_The problem:_ Pick out and copy every line in the listing below that contains the string "timex".

[Collection entries]
- - - - -
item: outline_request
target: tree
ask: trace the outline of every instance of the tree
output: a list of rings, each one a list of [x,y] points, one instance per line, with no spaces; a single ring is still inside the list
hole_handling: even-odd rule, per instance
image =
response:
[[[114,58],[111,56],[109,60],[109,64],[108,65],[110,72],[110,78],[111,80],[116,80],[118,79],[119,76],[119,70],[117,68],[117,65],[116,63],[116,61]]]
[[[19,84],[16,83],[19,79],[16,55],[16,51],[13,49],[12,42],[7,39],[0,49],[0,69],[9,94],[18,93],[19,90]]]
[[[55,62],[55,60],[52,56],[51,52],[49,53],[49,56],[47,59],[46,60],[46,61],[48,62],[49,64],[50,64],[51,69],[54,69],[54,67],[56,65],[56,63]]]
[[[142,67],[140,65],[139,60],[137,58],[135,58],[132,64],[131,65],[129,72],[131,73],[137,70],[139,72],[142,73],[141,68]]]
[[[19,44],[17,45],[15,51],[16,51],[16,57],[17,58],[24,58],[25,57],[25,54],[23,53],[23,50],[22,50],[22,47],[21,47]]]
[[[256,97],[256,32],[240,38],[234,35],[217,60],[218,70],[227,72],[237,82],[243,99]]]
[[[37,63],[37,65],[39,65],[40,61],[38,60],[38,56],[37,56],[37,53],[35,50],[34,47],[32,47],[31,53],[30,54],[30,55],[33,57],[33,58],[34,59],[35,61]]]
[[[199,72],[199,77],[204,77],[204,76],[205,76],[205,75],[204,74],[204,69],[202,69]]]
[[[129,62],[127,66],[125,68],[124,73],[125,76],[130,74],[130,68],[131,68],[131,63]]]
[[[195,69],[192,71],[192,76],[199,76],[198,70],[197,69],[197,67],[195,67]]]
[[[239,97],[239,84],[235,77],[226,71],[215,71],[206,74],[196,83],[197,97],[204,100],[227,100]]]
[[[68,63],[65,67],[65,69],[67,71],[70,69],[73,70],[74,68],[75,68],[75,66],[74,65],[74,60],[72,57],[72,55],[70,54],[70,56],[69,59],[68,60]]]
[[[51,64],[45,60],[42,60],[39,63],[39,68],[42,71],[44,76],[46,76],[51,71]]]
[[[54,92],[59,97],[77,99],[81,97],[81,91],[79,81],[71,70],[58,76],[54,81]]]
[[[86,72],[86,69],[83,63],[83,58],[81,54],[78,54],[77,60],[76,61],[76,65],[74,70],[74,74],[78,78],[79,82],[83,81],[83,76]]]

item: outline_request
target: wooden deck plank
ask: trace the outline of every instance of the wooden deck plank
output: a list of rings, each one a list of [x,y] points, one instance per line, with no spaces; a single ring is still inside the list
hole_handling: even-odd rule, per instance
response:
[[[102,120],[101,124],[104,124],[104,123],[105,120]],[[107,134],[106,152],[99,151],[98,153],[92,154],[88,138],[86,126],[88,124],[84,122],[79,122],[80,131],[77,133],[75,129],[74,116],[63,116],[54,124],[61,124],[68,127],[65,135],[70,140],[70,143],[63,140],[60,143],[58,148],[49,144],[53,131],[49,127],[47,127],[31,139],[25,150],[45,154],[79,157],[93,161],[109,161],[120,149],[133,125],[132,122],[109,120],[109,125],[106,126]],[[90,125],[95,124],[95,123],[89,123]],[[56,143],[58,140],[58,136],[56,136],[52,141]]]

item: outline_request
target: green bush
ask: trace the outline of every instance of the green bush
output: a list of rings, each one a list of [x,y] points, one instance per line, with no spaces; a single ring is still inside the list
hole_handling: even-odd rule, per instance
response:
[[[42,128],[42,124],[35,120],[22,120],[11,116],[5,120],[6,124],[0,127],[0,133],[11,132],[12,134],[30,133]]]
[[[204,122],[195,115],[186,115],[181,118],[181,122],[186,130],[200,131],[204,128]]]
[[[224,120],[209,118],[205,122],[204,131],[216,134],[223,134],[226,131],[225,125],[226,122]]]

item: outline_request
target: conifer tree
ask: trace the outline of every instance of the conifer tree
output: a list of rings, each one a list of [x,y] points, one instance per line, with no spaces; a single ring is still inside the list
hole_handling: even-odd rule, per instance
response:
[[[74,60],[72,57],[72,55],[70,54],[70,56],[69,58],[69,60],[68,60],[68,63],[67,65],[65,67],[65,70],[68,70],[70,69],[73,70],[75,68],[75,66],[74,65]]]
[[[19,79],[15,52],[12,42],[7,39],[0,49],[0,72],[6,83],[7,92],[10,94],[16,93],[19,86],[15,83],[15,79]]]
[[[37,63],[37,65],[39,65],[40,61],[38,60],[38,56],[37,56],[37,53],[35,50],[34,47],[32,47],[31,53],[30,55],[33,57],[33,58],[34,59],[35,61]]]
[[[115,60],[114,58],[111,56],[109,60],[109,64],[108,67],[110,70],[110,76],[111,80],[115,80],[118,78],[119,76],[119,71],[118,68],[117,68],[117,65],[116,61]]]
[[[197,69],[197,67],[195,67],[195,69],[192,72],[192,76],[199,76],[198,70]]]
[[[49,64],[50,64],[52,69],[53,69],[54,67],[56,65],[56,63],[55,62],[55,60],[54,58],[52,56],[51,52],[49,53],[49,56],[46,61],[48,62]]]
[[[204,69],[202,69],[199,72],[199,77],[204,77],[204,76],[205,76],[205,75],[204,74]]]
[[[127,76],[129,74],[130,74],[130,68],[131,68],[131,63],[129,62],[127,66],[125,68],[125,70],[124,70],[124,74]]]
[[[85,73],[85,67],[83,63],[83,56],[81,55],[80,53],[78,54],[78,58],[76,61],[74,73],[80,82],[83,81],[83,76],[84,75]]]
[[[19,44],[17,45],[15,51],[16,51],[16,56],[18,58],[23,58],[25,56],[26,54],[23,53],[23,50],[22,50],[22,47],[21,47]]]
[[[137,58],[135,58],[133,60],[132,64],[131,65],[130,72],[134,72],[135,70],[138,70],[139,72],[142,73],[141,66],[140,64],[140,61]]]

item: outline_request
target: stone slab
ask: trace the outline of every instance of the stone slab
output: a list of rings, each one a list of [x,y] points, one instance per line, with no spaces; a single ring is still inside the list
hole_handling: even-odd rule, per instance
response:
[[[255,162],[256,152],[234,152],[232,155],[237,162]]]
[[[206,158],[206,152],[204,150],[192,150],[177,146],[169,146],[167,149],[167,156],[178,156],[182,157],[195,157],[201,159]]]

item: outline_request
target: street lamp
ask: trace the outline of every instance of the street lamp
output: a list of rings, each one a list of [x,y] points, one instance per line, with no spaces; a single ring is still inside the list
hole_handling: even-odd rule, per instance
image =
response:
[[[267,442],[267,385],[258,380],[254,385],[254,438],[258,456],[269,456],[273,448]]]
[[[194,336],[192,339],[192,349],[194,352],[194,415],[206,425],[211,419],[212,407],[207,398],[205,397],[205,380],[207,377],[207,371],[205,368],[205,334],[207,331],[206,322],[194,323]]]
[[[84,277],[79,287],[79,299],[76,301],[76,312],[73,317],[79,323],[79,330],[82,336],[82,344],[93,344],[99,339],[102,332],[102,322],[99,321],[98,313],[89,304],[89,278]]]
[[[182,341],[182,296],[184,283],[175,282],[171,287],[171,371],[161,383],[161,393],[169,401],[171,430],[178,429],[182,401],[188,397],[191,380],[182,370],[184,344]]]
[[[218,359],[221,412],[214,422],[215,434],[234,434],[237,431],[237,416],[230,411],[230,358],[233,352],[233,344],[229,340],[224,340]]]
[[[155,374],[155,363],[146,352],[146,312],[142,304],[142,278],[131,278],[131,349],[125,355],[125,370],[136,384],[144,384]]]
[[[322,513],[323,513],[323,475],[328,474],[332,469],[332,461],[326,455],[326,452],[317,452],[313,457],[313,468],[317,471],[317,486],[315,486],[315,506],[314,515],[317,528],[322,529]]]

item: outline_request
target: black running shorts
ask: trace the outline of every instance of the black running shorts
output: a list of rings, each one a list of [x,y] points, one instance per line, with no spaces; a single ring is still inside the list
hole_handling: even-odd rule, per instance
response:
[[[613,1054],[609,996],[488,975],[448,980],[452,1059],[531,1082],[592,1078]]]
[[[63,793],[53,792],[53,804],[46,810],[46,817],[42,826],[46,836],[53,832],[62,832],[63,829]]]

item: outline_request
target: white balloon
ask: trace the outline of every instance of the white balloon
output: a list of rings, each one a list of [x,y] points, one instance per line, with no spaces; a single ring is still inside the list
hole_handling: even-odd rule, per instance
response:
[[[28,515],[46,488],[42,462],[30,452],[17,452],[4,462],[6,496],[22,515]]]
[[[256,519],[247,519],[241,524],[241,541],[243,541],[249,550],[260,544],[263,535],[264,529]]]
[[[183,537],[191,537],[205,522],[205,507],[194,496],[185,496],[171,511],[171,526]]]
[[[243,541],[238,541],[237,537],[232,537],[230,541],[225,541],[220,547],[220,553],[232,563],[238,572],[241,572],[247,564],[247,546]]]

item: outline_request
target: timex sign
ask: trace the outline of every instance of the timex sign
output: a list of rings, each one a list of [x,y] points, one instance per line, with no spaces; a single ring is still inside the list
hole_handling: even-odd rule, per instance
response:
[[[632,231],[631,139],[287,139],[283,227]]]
- - - - -
_Result of this task:_
target: timex sign
ask: trace the outline of every instance of the timex sign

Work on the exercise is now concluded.